Space man mirroring nature

Constructing Modernity

十一月 23, 2001

Martin Hammer and Christina Lodder have produced the definitive work on the sculptor Naum Gabo. Their joint authorship is seamless. Constructing Modernity is indispensable to anyone pursuing Russian art, constructivism or the relationship between art, science and engineering.

Towards the end of his life, I had a letter from Gabo in reply to my queries about constructivism. He advised me to steer clear of Alexander Rodchenko, whose circle in Russia had so vehemently embraced the communist cause in the 1920s. They too called themselves constructivists, but their radical nihilism led them to call for the death of art, an aim despised by Gabo. For him, art was like physics: a form of knowledge in itself independent of politics, and a concise, repeatable insight into the structure of the world. As an artist he also sought the place of human beings within it. Leaving Russia with other Russian artists in 1922, taking the so-called First Russian Art Exhibition to Berlin, he abandoned what Camilla Gray so memorably called "the great experiment" in which artists, playwrights, musicians, film-makers and architects responded to the communists' demand for a new culture.

In the West, Gabo steadily gained recognition as a powerful force for constructive art, but in Russia he was scarcely mentioned. Even in the West his fame suffered in his later years, when the search for more political art pointed art historians in other directions. Hammer and Lodder have caught the tide of change in art-historical writing. Their book defines Gabo's position as crucial to the movement, but it is all the more authoritative for their reserve in expressing opinion. Instead they are comprehensively informed and explicit: every available fact and aspect of Gabo's life is here. Three hundred illustrations survey his work and every project is discussed; excerpts from letters provide Gabo's own voice throughout the text.

Gabo, and his brother the sculptor Antoine Pevsner, had a huge impact on European and American art. They perceived beyond painting, sculpture and architecture an art of construction. Assembling materials together, they abandoned illusion for synthetic constructions complete in themselves.

Having studied anatomy and engineering, Gabo saw, in the bones of a ribcage, the iron struts of a bridge or in the fluted ridges of a scallop shell, structures common to natural and to human construction. Telescopes, microscopes, radios and other technical equipment revealed symmetries that he could see in petals or crystals. With this in mind, Gabo developed the sculpture of new materials, mathematical structures and complex symmetry.

He began with figures built from flat planes of card. With these modest works made in exile in Scandinavia during the first world war, he first began to separate volume from mass, neither modelling nor carving but constructing figures: a feature of almost all his work. In a Moscow street in 1920, Gabo and Pevsner launched their brief career under the new regime with an exhibition of constructed sculptures, publishing also the Realistic Manifesto , full of visionary fervour calling for artists to reject the excitement of fast cars for the greater silent speed of light.

What followed was more radical and independent. Gabo used metals, glass and translucent plastic (some of the latter sculptures are now unstable and demand great care). Refusing to distinguish sculpture from architecture, he constructed crystalline, transparent forms that could stand as objects in a gallery, as street monuments or as architecture.

Throughout, Gabo sought materials, symmetries and shapes that would minimise the solid, closed mass of his sculptures. He wanted to shape space with intricate shapes and flowing surfaces. Certain structures emerged from a single point expanding into the air around them. His series called Spheric Theme (1937-39) was built from just two identical, curved elements around a central void.

==============================

- _Required tasks_:
1. For each statement below, say yes or no according to the review of Constructing Modernity, and quote the words that decide it. (a) Gabo left Russia in 1922. (b) The book contains five hundred illustrations. (c) Gabo and Pevsner opened their career under the new regime with an exhibition in a Moscow street in 1920.
2. Output as a JSON list of strings, one string per line, the lines of the records from their first line through the line holding "left=0, top=0, right=299, bottom=191", inclusive, omitting blank lines. Leave the pictures out.
The records that follow are unrelated to the review.

==============================

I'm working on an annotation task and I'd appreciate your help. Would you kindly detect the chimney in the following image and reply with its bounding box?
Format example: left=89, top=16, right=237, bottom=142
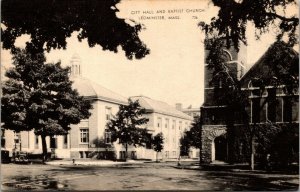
left=175, top=103, right=182, bottom=111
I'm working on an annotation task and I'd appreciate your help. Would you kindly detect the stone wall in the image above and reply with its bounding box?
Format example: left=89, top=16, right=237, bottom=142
left=200, top=125, right=227, bottom=164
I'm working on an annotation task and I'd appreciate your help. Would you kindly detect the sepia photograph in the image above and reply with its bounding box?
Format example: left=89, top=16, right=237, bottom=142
left=0, top=0, right=299, bottom=191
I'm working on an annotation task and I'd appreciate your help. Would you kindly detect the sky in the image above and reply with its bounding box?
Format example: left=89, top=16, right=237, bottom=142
left=1, top=0, right=298, bottom=107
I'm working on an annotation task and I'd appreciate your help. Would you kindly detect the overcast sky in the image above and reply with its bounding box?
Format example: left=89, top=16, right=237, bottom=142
left=1, top=0, right=298, bottom=107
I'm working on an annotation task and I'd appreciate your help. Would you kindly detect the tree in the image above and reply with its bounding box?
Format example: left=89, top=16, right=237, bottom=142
left=1, top=0, right=149, bottom=59
left=1, top=49, right=92, bottom=160
left=199, top=0, right=299, bottom=50
left=180, top=116, right=202, bottom=155
left=151, top=133, right=164, bottom=162
left=107, top=99, right=149, bottom=160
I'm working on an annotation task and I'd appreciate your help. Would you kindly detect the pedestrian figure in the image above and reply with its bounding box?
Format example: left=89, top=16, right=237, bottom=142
left=177, top=156, right=181, bottom=166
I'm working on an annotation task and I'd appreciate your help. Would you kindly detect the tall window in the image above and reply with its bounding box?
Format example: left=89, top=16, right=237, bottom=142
left=157, top=117, right=162, bottom=128
left=252, top=98, right=260, bottom=123
left=63, top=135, right=68, bottom=149
left=268, top=88, right=277, bottom=122
left=14, top=131, right=21, bottom=143
left=165, top=119, right=169, bottom=128
left=80, top=128, right=89, bottom=143
left=34, top=135, right=39, bottom=149
left=50, top=136, right=57, bottom=149
left=283, top=97, right=293, bottom=122
left=105, top=107, right=111, bottom=120
left=104, top=129, right=111, bottom=143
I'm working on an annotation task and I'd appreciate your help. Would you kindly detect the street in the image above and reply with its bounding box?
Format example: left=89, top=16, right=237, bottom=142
left=1, top=162, right=299, bottom=191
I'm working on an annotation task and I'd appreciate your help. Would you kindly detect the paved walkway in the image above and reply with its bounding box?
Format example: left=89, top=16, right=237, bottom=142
left=46, top=159, right=144, bottom=166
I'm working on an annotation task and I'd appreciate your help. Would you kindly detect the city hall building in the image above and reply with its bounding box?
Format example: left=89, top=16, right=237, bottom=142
left=1, top=55, right=196, bottom=159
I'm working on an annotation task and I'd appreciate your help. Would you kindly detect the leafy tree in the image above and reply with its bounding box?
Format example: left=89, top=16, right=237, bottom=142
left=151, top=133, right=164, bottom=162
left=107, top=99, right=149, bottom=160
left=180, top=116, right=202, bottom=155
left=199, top=0, right=299, bottom=49
left=1, top=0, right=149, bottom=59
left=1, top=49, right=92, bottom=160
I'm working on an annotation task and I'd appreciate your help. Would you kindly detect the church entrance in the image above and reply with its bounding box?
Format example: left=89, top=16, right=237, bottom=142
left=214, top=135, right=227, bottom=161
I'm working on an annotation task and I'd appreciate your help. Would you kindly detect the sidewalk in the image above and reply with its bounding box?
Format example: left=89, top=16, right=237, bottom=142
left=45, top=159, right=144, bottom=166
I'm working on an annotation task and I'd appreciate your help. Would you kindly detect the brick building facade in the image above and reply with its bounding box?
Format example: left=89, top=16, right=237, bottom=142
left=200, top=42, right=299, bottom=164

==============================

- _Responses per task_:
1.
(a) Yes: "Leaving Russia with other Russian artists in 1922"
(b) No: "Three hundred illustrations survey his work"
(c) Yes: "In a Moscow street in 1920, Gabo and Pevsner launched their brief career under the new regime with an exhibition of constructed sculptures"

2.
[
  "I'm working on an annotation task and I'd appreciate your help. Would you kindly detect the chimney in the following image and reply with its bounding box?",
  "Format example: left=89, top=16, right=237, bottom=142",
  "left=175, top=103, right=182, bottom=111",
  "I'm working on an annotation task and I'd appreciate your help. Would you kindly detect the stone wall in the image above and reply with its bounding box?",
  "Format example: left=89, top=16, right=237, bottom=142",
  "left=200, top=125, right=227, bottom=164",
  "I'm working on an annotation task and I'd appreciate your help. Would you kindly detect the sepia photograph in the image above and reply with its bounding box?",
  "Format example: left=89, top=16, right=237, bottom=142",
  "left=0, top=0, right=299, bottom=191"
]